§ REQUIREMENT: In the material below, set down verbatim the stretch from the line containing "Can you see the chrome" through the line containing "column 574, row 70", both lines included.

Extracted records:
● ● ● ● ● ● ●
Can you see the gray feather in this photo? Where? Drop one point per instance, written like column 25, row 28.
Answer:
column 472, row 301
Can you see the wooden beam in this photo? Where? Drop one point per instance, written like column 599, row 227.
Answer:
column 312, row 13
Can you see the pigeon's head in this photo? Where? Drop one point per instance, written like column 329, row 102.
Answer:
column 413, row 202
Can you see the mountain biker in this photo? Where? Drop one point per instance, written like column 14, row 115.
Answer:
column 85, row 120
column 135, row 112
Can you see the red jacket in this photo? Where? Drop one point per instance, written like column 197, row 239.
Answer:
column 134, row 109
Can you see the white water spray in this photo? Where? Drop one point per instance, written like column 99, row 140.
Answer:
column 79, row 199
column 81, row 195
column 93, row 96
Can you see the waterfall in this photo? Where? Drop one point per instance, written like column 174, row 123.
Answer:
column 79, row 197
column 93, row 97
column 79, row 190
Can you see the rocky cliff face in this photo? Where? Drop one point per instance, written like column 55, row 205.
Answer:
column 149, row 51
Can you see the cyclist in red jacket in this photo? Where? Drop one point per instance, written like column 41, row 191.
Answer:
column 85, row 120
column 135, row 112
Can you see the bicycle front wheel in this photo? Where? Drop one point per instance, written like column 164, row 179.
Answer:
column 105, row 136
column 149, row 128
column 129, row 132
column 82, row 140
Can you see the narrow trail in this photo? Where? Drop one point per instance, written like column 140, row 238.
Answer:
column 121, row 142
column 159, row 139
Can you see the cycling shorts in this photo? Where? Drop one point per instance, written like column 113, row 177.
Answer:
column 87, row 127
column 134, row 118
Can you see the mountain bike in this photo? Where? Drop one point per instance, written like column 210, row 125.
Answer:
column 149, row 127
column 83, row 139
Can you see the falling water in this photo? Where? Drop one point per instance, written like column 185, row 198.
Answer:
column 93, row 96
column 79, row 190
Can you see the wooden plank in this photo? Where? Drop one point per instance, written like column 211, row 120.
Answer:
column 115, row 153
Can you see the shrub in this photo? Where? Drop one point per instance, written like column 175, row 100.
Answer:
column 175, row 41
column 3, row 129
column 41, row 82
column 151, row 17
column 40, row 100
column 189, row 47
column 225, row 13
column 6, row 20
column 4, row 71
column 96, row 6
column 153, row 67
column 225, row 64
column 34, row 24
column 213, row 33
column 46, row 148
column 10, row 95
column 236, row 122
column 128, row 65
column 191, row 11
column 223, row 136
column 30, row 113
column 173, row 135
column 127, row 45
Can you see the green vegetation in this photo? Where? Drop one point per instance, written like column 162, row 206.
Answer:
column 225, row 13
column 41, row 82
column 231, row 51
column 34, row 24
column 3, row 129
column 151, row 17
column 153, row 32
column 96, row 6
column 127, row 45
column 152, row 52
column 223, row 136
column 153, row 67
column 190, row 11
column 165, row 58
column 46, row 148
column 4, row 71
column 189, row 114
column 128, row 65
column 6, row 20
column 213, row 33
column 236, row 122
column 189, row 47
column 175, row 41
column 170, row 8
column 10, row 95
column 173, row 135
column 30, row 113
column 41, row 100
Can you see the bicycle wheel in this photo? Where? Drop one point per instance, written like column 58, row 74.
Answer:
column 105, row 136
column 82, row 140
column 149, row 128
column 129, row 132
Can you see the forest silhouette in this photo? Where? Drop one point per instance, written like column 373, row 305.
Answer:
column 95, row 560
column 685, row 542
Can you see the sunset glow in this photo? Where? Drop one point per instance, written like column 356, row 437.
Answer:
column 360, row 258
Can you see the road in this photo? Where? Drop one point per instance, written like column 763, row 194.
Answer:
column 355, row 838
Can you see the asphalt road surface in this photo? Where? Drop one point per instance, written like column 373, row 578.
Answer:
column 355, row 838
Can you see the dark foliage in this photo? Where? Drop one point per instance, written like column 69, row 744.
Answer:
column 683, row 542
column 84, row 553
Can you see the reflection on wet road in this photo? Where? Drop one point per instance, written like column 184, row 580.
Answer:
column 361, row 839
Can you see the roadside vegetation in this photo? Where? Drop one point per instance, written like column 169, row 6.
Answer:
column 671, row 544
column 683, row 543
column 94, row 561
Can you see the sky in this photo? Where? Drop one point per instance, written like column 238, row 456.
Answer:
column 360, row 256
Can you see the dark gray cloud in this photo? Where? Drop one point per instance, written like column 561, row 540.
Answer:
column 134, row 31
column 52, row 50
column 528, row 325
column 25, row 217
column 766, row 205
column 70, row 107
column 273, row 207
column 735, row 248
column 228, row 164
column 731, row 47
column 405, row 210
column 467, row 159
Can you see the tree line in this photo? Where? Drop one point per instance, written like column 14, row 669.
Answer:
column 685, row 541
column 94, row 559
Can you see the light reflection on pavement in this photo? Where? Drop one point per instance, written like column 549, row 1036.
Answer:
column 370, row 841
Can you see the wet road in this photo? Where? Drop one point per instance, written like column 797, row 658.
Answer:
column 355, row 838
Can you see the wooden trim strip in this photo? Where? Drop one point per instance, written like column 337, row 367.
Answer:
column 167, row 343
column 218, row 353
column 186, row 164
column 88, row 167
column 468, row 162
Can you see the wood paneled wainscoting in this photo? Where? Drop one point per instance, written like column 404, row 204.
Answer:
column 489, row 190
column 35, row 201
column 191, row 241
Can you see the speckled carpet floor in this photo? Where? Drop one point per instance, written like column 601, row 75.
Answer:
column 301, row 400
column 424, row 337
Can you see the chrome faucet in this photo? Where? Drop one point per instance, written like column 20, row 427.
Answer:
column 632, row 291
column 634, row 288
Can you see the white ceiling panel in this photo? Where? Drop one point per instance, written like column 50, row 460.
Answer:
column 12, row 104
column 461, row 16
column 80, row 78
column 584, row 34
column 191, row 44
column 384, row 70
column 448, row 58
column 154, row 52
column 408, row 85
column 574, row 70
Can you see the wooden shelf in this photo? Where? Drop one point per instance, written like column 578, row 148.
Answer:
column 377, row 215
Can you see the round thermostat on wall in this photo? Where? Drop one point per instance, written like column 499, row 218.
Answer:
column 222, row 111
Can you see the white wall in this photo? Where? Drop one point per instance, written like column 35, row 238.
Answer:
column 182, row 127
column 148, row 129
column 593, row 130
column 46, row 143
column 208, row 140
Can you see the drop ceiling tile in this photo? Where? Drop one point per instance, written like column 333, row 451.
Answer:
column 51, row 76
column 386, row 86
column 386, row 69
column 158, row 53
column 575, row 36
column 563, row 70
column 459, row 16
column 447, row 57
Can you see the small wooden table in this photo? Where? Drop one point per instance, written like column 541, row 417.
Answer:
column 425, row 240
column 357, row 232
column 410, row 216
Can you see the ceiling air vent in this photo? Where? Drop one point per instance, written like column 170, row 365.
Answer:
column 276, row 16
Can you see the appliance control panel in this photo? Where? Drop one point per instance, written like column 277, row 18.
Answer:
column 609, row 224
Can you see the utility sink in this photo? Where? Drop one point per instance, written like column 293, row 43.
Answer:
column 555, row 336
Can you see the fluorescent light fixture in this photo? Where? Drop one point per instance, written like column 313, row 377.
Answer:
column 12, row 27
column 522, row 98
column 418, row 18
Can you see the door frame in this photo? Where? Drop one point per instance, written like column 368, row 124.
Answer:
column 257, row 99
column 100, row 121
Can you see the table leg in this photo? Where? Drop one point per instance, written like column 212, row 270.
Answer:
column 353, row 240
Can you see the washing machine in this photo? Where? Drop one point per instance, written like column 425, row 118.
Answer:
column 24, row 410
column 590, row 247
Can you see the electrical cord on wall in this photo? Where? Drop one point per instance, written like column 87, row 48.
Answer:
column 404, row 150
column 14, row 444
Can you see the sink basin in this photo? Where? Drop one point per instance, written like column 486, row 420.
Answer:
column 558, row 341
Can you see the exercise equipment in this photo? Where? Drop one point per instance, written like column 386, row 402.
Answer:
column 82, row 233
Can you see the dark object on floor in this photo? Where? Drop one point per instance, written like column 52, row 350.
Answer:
● ● ● ● ● ● ●
§ RESULT OF THIS TASK:
Can you see the chrome faucet in this photo? Where? Drop one point per instance, written like column 20, row 427.
Answer:
column 632, row 291
column 634, row 288
Can you see the white ceiling panel in this photo? Where? Drop one point per instance, written like column 50, row 460.
Answer:
column 12, row 104
column 461, row 16
column 80, row 78
column 584, row 34
column 191, row 44
column 384, row 70
column 448, row 58
column 154, row 52
column 408, row 85
column 574, row 70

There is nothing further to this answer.